■ Task brief ■
Taking the line that contains "would ya mind boxing the mown" as the starting point, give again exactly every line up to and including the last line of the records below.

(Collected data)
▬▬▬
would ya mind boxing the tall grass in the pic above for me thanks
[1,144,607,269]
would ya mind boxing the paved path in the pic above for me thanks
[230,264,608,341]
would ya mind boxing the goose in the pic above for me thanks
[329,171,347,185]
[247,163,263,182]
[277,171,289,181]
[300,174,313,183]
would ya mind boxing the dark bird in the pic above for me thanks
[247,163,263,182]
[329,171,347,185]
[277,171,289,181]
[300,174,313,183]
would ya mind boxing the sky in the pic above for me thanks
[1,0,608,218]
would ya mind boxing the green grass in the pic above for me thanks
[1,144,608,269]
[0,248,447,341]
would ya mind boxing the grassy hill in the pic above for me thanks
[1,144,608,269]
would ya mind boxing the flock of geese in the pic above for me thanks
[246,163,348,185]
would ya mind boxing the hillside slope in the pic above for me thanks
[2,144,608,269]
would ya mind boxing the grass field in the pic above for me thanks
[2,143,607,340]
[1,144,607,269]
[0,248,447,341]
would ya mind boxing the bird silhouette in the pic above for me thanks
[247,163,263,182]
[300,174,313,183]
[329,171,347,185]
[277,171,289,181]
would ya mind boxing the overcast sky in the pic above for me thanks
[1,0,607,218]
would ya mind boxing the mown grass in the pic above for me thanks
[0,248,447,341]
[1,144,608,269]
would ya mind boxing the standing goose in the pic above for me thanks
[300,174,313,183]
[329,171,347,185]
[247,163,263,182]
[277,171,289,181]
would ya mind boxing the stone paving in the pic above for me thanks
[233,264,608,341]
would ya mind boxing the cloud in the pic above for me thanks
▬▬▬
■ Result of the task ■
would ya mind boxing the mown grass in the pic above for me thanks
[0,248,447,341]
[1,144,608,269]
would ya mind boxing the standing goose in the pic above for me thanks
[300,174,313,183]
[329,171,347,185]
[247,163,263,182]
[277,171,289,181]
would ya mind boxing the stone paving in the pic above for me thanks
[233,264,608,341]
would ya mind boxing the cloud in the pic above for me thanks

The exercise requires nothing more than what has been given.